Assigned task:
Each line of the data below that holds the word "edge" is to be reported in full.

Records provided:
○ ○ ○ ○

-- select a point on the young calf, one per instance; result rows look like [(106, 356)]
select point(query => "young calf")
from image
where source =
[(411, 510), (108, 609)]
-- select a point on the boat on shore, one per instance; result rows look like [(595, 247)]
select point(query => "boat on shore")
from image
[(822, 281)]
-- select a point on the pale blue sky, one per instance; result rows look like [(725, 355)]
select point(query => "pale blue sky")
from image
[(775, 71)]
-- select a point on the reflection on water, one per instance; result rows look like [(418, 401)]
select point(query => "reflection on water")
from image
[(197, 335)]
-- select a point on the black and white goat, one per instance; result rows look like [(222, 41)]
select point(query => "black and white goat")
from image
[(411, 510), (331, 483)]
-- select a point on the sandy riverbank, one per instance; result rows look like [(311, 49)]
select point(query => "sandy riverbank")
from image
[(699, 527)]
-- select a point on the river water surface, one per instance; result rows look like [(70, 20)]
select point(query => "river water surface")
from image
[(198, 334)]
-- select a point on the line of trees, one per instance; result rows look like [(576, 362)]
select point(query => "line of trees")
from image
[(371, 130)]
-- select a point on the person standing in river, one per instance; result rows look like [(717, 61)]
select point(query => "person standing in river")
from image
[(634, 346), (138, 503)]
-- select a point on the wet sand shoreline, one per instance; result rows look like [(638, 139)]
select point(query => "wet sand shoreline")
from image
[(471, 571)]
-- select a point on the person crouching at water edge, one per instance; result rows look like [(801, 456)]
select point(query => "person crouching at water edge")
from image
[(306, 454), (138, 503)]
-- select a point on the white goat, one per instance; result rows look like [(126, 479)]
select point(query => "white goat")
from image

○ ○ ○ ○

Result of the task:
-- select a point on the person crouching at water edge, one per instance; result rows look like [(801, 456)]
select point(query => "person crouching at water edge")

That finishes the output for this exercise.